● **TEXTE SOURCE**:
####################

Mon démarcheur va contacter Médiapart dans quelques jours, pour diminuer son absentéisme. J'ai donné comme instruction de lui faire un prix. A titre d'essai.
Bien entendu, le moment venu, j'irai m'inscrire au Medef.
Souhaitez-moi bonne chance.

--

J'allais conclure, mais je viens de lire dans le numéro 1641 (6 mai 2010) (PDF joint) de « Gestion Sociale La lettre hebdomadaire des dirigeants » cet article:

"UK: écourter les arrêts maladie coûte cher
Surprenant : faire la chasse à l’absentéisme en poussant des salariés qui ne sont pas totalement remis à revenir au travail, cela peut coûter cher. Une fois et demi plus cher que les arrêts maladie qui représentent déjà un manque à gagner de 13 Mds£ pour les entreprises britanniques. Conclusion d’une étude que publie The Work Foundation, en collaboration avec Axa. Surprise, le nombre de travailleurs présents, mais dans l’incapacité de tenir leur poste, est plus important que celui des absents.

####################

[Données d'ancrage d'objets en langage naturel]
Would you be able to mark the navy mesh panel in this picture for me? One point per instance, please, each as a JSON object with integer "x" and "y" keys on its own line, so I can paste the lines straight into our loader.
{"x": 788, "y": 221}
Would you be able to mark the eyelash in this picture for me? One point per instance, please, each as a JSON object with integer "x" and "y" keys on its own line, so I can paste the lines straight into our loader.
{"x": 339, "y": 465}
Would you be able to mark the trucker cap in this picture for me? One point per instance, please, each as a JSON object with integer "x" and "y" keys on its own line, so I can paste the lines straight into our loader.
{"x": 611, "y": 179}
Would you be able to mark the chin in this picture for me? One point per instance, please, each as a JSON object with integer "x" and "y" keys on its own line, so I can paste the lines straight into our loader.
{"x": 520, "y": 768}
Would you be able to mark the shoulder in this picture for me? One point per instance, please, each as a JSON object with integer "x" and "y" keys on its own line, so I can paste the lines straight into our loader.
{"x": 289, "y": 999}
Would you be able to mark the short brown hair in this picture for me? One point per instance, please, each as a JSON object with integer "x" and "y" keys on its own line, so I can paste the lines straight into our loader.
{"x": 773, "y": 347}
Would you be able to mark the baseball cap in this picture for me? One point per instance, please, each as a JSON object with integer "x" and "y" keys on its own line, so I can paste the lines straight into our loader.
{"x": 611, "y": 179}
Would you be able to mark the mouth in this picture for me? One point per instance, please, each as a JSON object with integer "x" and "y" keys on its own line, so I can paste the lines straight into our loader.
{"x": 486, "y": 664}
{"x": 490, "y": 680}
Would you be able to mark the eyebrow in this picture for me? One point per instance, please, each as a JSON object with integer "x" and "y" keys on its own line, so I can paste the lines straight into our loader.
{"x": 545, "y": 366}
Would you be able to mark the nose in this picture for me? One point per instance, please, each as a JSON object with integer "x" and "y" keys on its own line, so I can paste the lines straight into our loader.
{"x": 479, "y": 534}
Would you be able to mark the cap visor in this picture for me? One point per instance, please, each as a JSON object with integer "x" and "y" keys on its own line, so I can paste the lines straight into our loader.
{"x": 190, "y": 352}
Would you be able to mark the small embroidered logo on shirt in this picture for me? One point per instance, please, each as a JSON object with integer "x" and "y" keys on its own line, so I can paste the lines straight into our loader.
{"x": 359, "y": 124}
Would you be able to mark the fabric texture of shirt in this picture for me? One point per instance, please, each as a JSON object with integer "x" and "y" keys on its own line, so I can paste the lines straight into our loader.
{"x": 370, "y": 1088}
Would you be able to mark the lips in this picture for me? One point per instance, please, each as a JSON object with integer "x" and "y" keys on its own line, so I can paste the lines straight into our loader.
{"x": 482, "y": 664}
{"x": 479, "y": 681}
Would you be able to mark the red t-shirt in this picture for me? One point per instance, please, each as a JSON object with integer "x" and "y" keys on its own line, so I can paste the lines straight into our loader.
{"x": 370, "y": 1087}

####################

● **CONSIGNE DE TRAVAIL 1**: Recopiez le passage du texte sur l'absentéisme qui commence à « Bien entendu, le » et se termine à « celui des absents. », en substituant « congés maladie » à « arrêts maladie ».
● **CONSIGNE DE TRAVAIL 2**: D'après le texte sur l'absentéisme, pourquoi l'auteur n'a-t-il finalement pas conclu ?
Ce matériau n'a aucun lien avec le texte sur l'absentéisme.

● **ZONE DE RÉPONSE 1**:
Bien entendu, le moment venu, j'irai m'inscrire au Medef.
Souhaitez-moi bonne chance.

--

J'allais conclure, mais je viens de lire dans le numéro 1641 (6 mai 2010) (PDF joint) de « Gestion Sociale La lettre hebdomadaire des dirigeants » cet article:

"UK: écourter les congés maladie coûte cher
Surprenant : faire la chasse à l’absentéisme en poussant des salariés qui ne sont pas totalement remis à revenir au travail, cela peut coûter cher. Une fois et demi plus cher que les congés maladie qui représentent déjà un manque à gagner de 13 Mds£ pour les entreprises britanniques. Conclusion d’une étude que publie The Work Foundation, en collaboration avec Axa. Surprise, le nombre de travailleurs présents, mais dans l’incapacité de tenir leur poste, est plus important que celui des absents.

● **ZONE DE RÉPONSE 2**: Au moment de conclure, il venait de lire un article dans le numéro 1641 (6 mai 2010) de « Gestion Sociale La lettre hebdomadaire des dirigeants ». Cet article s'intitule « UK: écourter les arrêts maladie coûte cher ».